Quesito 1: Estrai dal testo sui bambini e la vita prima del Covid il passo che va da "Da questo nasce" fino a "La quarantena." compreso.
Quesito 2:
Rispondi a queste domande sul testo sui bambini e la vita prima del Covid:
(a) Che cosa ha influito pesantemente sulla fragilità psicologica?
(b) Quali tre cose, secondo il testo, i bambini quasi non ricordano più?
(c) Quanto tempo è passato da quando si è messo piede per la prima volta nel girone del Covid?
Quesito 3: Prosegui il testo sui bambini e la vita prima del Covid dopo l'ultima frase riportata.

La pandemia ha cambiato profondamente ognuno di noi, modificando lo stile di vita, le abitudini e il modo di relazionarsi. La necessità di mantenere la distanza sociale ha influito pesantemente sulla fragilità psicologica e sul modus operandi che è diventato routine. Se per un adulto è difficile adattarsi, immaginiamoci cosa può essere il pensiero e la proiezione che hanno i nostri bambini, gli adulti di domani.
Da questo nasce l’esigenza di una riflessione su bambini e vita prima del Covid: ai giorni nostri quasi non ricordano più cosa significa vivere in società, darsi gli abbracci e uscire senza mascherina.
Mettiamo a confronto bambini e vita prima del Covid
A stento noi adulti ricordiamo le serate brave passate in locali o piazze a festeggiare eventi con la spensieratezza di chi non deve scegliere se divertirsi o rischiare di contrarre un virus potenzialmente letale.
Son passati quasi tre anni da quando abbiamo messo piede per la prima volta nel girone del Covid.
Abbiamo vissuto il lockdown.
La quarantena.

Voci fornite:
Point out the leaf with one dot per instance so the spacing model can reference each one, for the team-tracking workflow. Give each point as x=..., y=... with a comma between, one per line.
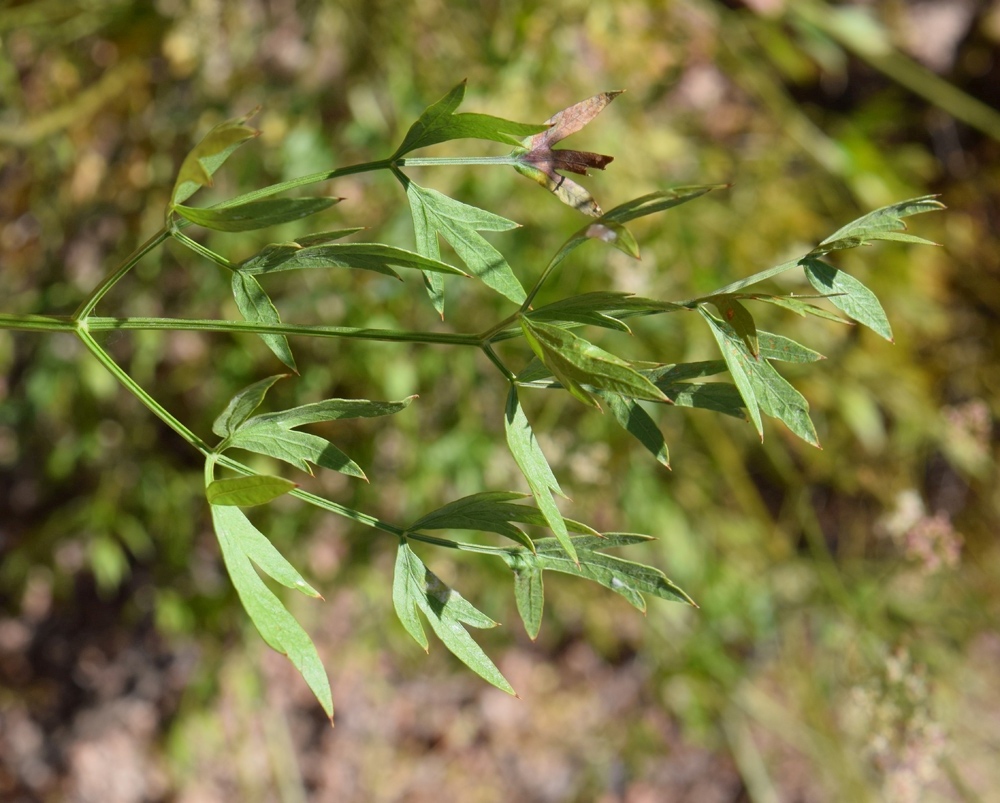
x=537, y=159
x=254, y=214
x=490, y=511
x=576, y=362
x=740, y=319
x=535, y=468
x=209, y=155
x=779, y=347
x=257, y=489
x=436, y=214
x=637, y=423
x=737, y=360
x=242, y=405
x=766, y=388
x=657, y=202
x=417, y=588
x=882, y=224
x=271, y=433
x=256, y=306
x=363, y=256
x=624, y=577
x=274, y=623
x=600, y=309
x=852, y=297
x=439, y=123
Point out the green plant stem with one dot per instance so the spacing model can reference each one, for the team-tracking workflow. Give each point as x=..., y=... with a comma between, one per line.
x=365, y=167
x=304, y=330
x=94, y=298
x=198, y=248
x=137, y=390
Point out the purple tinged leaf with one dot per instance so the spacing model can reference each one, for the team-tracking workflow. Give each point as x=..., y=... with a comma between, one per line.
x=538, y=160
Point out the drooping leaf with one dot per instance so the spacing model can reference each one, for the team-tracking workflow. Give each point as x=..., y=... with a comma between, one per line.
x=740, y=319
x=436, y=214
x=362, y=256
x=272, y=434
x=257, y=489
x=600, y=308
x=417, y=588
x=256, y=546
x=254, y=214
x=764, y=386
x=882, y=224
x=273, y=621
x=738, y=361
x=490, y=511
x=209, y=155
x=535, y=468
x=637, y=423
x=256, y=307
x=853, y=297
x=576, y=362
x=657, y=202
x=439, y=123
x=538, y=160
x=624, y=577
x=779, y=347
x=242, y=405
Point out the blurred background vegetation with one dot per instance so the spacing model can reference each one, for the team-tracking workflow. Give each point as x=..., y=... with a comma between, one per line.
x=847, y=643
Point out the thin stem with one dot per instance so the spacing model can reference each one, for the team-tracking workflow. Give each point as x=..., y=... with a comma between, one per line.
x=302, y=181
x=88, y=305
x=198, y=248
x=304, y=330
x=488, y=351
x=136, y=390
x=37, y=323
x=443, y=161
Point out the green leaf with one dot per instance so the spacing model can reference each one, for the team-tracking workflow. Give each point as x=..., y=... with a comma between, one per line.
x=852, y=297
x=434, y=213
x=256, y=306
x=274, y=623
x=719, y=397
x=417, y=588
x=656, y=202
x=254, y=214
x=637, y=423
x=779, y=347
x=490, y=511
x=764, y=385
x=256, y=546
x=576, y=362
x=600, y=309
x=882, y=224
x=242, y=405
x=209, y=155
x=271, y=433
x=738, y=361
x=439, y=123
x=740, y=319
x=296, y=448
x=799, y=307
x=624, y=577
x=362, y=256
x=535, y=468
x=257, y=489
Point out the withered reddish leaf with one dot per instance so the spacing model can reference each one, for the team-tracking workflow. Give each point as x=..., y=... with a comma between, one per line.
x=539, y=161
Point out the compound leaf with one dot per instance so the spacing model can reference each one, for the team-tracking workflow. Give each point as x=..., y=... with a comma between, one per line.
x=417, y=588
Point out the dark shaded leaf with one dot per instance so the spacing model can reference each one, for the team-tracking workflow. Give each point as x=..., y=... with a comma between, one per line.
x=254, y=214
x=417, y=588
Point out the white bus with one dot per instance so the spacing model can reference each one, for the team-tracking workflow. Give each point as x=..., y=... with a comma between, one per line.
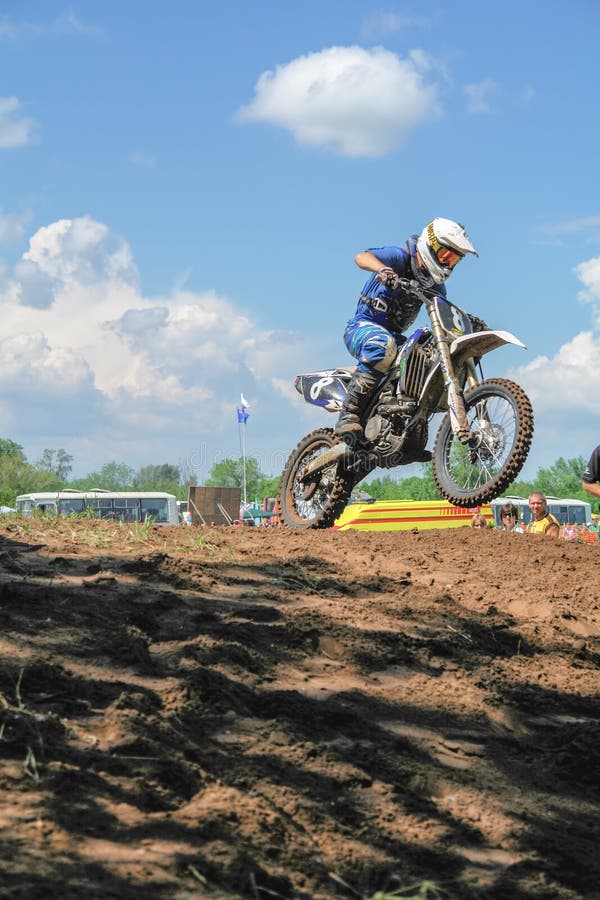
x=568, y=512
x=126, y=506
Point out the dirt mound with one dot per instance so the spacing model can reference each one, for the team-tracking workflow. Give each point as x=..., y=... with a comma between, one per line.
x=259, y=713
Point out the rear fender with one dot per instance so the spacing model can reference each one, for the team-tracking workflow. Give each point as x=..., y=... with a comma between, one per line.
x=326, y=389
x=462, y=348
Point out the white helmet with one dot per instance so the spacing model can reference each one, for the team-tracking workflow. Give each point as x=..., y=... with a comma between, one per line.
x=442, y=234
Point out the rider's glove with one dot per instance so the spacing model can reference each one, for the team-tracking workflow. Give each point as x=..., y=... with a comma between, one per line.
x=388, y=277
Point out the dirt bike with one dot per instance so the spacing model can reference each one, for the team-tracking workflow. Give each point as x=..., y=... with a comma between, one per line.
x=481, y=444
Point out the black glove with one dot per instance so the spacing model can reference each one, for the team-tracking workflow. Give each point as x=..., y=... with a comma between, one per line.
x=388, y=277
x=478, y=324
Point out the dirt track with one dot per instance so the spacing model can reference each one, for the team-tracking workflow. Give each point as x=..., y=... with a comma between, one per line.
x=258, y=713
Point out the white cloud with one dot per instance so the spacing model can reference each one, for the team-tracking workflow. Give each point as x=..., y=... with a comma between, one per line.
x=90, y=362
x=65, y=24
x=12, y=226
x=564, y=383
x=348, y=100
x=143, y=160
x=481, y=96
x=382, y=23
x=588, y=273
x=16, y=130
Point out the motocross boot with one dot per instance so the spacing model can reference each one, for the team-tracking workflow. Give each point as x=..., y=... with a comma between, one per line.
x=360, y=391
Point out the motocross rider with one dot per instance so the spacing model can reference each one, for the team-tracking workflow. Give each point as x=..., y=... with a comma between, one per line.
x=384, y=310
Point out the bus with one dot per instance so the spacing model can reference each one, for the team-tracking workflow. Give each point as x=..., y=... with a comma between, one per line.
x=125, y=506
x=567, y=511
x=407, y=515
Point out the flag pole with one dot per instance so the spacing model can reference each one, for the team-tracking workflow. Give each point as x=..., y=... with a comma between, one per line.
x=242, y=419
x=243, y=427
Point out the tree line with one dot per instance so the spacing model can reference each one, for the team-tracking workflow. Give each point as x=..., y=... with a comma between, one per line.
x=52, y=473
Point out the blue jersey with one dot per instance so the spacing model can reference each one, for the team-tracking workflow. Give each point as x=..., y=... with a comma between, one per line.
x=394, y=310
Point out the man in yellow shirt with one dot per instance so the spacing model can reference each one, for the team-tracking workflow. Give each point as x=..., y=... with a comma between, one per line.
x=542, y=521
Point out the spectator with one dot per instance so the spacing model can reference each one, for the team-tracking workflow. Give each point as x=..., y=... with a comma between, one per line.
x=542, y=522
x=478, y=521
x=509, y=518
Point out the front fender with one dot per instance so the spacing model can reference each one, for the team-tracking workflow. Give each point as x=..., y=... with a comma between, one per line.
x=462, y=348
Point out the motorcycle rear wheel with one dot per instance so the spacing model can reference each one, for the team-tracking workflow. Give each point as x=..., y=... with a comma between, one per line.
x=500, y=416
x=318, y=502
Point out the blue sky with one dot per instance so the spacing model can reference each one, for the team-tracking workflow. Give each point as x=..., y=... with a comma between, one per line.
x=185, y=186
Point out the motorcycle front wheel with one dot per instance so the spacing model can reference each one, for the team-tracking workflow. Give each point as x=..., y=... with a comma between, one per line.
x=319, y=500
x=500, y=418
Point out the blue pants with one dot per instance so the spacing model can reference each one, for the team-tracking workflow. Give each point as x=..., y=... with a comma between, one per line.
x=372, y=345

Risultato dell'esercizio 1:
Da questo nasce l’esigenza di una riflessione su bambini e vita prima del Covid: ai giorni nostri quasi non ricordano più cosa significa vivere in società, darsi gli abbracci e uscire senza mascherina.
Mettiamo a confronto bambini e vita prima del Covid
A stento noi adulti ricordiamo le serate brave passate in locali o piazze a festeggiare eventi con la spensieratezza di chi non deve scegliere se divertirsi o rischiare di contrarre un virus potenzialmente letale.
Son passati quasi tre anni da quando abbiamo messo piede per la prima volta nel girone del Covid.
Abbiamo vissuto il lockdown.
La quarantena.

Risultato dell'esercizio 2:
(a) La necessità di mantenere la distanza sociale.
(b) Cosa significa vivere in società, darsi gli abbracci e uscire senza mascherina.
(c) Quasi tre anni.

Risultato dell'esercizio 3:
La spesa al supermercato in fila a distanza di due metri ciascuno, mascherina, guanti e perché no, anche la visiera per proteggerci meglio.
Abbiamo imparato a riconoscerci dalla sagoma, sotto la mascherina, e a salutarci con la mano, a dovuta distanza.
Abbiamo imparato a vederci senza mascherina e a guardarci negli occhi da dietro un monitor del pc.
Tanti nonni hanno conosciuto i nipotini in una videochiamata e il primo incontro è stato quasi sterile. Asettico.
Disinfettati. Indossa i guanti. indossa la mascherina. Non toccarlo. Disinfettati di nuovo.
Bambini e vita prima del Covid fanno riflettere in modo particolare.
I nostri bambini, come racconta un articolo recentemente pubblicato da Repubblica, hanno dimenticato cosa vuol dire abbracciarsi e faticano a ricordare la vita prima delle mascherine.
Cinque- sette anni la fascia che più ne risente
Tra i bambini esaminati ed intervistati in questo curioso sondaggio sociale, la fascia interessata è quella tra i 5 e i 7 anni.
I bambini che oggi frequentano tra l’ultimo anno della scuola dell’infanzia e il primo anno della scuola primaria.
I bambini che avevano conosciuto la normalità, i banchi vicini, la condivisione con i compagni, gli abbracci, le strette di mano per far pace, e che ad un certo punto si son ritrovati nel vortice del virtuale: lezioni davanti ad un computer. Niente coccole consolatrici dalla maestra . Niente giochi vicini vicini con l’amico del cuore. Per certi lunghi periodi anche niente parchi giochi.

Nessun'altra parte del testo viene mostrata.